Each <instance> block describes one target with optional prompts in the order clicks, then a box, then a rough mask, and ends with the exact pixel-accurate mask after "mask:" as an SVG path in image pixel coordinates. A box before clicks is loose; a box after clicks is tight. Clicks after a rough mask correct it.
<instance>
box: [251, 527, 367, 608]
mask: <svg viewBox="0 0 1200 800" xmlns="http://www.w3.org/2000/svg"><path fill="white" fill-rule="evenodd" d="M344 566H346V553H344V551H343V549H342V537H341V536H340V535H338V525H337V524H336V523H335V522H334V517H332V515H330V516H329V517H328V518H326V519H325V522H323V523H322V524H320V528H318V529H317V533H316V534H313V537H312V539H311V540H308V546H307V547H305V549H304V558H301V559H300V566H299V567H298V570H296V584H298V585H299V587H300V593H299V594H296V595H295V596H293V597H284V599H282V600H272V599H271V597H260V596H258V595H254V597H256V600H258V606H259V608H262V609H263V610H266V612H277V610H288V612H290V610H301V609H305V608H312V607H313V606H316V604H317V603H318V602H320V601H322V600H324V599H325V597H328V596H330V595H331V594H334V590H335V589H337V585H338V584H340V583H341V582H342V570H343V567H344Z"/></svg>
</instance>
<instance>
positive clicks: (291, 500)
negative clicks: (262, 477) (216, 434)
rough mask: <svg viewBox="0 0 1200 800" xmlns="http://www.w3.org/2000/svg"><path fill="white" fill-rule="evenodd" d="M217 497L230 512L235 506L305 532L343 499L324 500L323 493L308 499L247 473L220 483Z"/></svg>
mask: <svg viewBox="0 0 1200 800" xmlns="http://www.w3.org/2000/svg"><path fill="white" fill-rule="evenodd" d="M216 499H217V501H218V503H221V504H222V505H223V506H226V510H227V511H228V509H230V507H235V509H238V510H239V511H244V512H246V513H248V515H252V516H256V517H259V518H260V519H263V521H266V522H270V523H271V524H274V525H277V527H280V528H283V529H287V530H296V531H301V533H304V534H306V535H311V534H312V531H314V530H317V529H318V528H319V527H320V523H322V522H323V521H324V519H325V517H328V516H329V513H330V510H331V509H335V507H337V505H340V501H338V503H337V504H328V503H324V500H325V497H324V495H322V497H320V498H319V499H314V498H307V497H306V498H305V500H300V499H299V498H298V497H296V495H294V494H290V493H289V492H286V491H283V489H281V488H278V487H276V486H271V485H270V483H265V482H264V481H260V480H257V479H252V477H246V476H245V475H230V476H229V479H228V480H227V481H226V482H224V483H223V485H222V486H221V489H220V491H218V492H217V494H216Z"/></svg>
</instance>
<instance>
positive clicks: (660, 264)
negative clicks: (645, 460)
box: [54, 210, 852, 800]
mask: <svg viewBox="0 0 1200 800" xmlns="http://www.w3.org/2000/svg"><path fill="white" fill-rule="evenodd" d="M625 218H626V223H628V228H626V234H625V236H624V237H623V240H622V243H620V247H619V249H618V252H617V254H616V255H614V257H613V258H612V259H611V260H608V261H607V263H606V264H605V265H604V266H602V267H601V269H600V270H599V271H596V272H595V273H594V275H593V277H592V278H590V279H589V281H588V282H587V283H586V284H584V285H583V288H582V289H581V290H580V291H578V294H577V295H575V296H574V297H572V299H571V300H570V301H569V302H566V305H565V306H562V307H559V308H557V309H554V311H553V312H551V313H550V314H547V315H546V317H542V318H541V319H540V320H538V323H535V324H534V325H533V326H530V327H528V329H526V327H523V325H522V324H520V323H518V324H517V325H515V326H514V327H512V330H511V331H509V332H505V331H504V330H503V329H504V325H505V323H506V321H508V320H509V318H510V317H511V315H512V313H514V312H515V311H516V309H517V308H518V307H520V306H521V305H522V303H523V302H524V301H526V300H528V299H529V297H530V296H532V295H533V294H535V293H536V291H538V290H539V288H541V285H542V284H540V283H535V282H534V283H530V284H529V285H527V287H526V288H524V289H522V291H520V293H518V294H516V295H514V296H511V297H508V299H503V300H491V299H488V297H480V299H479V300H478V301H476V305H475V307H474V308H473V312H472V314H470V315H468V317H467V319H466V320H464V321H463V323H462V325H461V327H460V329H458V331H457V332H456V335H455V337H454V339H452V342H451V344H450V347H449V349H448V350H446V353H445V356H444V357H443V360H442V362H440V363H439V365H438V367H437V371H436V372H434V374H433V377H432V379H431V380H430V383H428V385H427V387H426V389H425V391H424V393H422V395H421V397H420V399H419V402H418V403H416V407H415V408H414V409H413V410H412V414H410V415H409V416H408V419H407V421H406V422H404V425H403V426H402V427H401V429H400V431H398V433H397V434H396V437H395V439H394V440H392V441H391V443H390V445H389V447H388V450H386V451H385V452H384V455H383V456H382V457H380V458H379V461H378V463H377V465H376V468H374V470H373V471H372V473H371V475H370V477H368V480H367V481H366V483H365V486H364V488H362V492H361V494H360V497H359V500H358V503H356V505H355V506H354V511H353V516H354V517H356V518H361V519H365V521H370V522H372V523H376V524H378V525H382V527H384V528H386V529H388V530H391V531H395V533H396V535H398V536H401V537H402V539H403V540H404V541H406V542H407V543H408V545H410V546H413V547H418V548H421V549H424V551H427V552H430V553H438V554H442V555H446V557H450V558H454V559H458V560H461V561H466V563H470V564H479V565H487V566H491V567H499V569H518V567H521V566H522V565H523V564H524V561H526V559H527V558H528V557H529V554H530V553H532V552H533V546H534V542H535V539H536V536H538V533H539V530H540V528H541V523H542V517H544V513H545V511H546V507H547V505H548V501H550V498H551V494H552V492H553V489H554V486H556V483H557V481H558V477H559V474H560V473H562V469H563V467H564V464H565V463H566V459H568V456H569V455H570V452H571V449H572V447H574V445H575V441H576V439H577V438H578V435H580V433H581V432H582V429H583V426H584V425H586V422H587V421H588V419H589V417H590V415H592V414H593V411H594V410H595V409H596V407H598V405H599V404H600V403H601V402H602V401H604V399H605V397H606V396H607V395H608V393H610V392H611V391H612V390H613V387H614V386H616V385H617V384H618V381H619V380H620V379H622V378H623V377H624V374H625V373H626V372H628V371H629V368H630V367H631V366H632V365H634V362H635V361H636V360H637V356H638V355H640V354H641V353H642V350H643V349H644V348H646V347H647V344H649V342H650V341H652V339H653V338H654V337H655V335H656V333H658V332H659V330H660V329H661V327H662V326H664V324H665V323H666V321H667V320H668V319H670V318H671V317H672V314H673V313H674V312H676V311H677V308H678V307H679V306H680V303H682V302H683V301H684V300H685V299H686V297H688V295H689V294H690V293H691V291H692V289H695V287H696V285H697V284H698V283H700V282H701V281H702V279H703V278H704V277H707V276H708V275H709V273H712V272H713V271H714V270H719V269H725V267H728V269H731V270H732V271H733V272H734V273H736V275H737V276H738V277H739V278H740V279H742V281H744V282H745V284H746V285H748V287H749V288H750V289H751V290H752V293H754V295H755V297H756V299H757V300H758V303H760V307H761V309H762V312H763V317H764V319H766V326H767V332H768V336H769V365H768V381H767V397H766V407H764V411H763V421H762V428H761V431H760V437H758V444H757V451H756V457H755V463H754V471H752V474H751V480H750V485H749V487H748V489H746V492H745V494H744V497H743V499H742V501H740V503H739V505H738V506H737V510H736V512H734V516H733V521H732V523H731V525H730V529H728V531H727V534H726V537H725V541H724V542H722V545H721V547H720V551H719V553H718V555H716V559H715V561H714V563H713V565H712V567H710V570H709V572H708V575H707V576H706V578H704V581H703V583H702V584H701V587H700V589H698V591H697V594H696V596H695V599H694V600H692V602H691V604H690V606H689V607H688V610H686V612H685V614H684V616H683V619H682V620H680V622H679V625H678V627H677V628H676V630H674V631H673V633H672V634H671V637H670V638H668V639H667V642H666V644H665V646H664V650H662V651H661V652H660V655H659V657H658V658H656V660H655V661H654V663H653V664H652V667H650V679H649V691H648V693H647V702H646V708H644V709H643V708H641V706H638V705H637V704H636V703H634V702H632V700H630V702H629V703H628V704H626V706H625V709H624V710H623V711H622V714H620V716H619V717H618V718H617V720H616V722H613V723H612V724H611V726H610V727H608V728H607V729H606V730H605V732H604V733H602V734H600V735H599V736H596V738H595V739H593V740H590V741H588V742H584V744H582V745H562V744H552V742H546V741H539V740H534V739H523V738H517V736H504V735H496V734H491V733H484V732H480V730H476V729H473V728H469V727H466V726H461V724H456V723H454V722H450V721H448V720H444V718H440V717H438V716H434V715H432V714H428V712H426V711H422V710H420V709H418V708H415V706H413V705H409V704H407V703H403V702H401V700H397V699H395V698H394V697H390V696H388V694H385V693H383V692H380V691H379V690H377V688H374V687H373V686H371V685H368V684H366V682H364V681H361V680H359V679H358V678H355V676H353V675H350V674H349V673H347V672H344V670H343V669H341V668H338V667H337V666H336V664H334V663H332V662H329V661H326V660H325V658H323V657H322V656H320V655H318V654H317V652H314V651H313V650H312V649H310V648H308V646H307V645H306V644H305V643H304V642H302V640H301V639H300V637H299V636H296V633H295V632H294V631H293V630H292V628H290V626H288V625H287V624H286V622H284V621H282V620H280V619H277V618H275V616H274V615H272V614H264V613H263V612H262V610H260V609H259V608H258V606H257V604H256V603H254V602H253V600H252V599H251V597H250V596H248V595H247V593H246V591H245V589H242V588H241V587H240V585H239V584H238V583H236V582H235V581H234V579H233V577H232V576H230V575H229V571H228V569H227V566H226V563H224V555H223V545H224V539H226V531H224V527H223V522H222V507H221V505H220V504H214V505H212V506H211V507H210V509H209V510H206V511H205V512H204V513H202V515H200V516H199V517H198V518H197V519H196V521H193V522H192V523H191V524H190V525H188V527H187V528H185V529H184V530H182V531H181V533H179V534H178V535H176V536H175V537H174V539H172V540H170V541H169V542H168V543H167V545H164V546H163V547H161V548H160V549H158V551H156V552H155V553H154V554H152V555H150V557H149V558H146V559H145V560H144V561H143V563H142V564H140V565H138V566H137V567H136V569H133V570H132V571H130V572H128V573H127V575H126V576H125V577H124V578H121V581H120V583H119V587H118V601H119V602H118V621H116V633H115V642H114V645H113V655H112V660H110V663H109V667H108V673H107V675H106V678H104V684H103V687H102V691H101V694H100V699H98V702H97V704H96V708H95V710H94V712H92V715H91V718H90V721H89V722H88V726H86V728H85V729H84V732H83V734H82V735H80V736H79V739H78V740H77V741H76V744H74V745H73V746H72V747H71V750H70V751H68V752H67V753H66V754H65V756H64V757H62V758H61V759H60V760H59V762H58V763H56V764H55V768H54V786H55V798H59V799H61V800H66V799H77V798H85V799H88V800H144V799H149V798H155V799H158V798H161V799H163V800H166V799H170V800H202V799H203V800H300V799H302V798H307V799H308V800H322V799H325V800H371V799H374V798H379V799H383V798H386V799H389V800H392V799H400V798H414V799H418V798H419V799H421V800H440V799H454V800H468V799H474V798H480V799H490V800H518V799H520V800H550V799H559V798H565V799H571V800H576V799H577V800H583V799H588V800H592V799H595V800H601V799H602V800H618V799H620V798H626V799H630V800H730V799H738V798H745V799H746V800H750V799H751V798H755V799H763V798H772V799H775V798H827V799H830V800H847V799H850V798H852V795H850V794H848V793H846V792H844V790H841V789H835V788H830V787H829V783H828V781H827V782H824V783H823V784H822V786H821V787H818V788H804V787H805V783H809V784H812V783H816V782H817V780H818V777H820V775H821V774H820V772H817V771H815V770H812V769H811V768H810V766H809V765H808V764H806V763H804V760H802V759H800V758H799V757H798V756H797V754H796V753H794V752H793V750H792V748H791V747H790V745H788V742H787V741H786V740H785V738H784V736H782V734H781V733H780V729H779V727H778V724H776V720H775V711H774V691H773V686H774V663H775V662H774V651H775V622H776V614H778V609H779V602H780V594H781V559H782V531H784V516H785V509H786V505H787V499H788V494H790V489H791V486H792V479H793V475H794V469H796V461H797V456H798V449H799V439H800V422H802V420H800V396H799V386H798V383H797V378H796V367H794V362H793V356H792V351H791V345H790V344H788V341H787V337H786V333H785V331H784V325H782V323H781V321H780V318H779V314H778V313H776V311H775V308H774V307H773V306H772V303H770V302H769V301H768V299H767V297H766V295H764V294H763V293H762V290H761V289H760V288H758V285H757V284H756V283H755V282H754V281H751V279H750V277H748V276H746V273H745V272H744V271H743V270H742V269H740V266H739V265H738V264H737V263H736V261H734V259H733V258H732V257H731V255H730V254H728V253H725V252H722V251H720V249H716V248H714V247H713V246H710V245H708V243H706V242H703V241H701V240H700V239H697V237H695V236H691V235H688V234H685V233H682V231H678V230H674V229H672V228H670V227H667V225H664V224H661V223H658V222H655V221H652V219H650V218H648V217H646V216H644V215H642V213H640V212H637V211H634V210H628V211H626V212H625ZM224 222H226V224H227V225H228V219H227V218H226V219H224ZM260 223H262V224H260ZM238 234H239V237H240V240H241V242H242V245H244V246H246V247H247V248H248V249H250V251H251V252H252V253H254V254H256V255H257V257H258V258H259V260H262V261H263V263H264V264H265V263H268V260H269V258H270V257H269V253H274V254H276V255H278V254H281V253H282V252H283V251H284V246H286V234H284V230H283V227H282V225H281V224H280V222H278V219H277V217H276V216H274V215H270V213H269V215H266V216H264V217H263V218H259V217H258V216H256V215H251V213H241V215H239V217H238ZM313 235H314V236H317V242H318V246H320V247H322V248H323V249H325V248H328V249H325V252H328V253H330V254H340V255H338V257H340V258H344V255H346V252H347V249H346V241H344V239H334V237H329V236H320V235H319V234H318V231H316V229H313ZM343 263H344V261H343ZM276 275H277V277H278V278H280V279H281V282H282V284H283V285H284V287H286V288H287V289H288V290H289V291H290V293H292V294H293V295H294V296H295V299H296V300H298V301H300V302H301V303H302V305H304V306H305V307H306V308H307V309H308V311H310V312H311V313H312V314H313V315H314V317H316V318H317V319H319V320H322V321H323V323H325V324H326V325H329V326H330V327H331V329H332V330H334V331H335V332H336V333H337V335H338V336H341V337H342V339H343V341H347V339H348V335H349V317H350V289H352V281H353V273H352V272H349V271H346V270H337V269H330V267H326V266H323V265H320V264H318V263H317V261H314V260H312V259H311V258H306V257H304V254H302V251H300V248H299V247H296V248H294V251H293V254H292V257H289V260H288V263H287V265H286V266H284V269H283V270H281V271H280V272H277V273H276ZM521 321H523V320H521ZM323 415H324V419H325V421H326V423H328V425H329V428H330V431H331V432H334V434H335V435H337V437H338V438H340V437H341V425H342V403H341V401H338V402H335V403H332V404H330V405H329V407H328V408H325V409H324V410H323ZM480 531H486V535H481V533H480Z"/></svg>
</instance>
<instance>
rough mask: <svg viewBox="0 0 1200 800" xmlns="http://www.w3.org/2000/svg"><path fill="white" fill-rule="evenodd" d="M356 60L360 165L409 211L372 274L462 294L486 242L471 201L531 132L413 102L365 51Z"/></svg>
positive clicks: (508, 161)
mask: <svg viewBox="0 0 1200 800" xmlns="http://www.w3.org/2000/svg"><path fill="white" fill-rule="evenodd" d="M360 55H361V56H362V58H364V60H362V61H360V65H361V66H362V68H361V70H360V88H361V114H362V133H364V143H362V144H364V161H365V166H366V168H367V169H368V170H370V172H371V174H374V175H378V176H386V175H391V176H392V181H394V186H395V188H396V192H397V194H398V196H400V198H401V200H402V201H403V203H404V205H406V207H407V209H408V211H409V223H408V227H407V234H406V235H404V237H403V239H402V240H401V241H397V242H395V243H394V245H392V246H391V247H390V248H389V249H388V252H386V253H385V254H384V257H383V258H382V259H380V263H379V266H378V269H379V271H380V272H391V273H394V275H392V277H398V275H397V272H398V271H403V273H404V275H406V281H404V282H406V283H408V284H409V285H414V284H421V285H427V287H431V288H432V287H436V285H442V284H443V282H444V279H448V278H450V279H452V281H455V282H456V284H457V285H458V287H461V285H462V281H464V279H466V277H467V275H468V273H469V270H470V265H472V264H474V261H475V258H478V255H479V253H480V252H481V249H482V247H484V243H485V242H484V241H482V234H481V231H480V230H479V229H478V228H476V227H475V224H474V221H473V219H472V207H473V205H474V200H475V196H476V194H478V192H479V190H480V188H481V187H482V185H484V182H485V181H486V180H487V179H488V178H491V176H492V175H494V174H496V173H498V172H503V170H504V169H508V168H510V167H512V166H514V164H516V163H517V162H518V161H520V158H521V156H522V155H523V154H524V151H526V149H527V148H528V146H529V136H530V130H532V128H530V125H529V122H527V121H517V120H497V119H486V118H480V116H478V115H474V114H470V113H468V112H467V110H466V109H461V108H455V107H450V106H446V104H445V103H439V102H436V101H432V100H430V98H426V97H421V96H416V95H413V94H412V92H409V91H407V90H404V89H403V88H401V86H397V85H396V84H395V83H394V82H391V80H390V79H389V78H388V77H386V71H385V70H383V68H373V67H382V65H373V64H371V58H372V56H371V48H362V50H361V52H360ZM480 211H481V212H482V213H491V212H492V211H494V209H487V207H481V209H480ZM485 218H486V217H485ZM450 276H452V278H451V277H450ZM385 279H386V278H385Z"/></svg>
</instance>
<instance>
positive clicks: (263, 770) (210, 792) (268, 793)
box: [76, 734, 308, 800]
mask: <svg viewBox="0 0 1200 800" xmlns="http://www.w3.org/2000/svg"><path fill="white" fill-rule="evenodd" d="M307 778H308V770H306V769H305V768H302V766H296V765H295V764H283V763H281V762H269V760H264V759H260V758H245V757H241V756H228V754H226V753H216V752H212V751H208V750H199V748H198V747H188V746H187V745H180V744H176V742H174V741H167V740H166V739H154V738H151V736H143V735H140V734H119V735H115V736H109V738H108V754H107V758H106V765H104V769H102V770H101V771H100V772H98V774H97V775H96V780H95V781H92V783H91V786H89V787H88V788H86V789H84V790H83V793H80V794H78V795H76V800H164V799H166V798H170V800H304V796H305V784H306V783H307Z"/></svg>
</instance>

★ ★ ★ ★ ★

EXERCISE DIRECTIONS =
Across the lines of the material above, tally those holding the word "negative" and state the number by itself.

WRITTEN SOLUTION =
2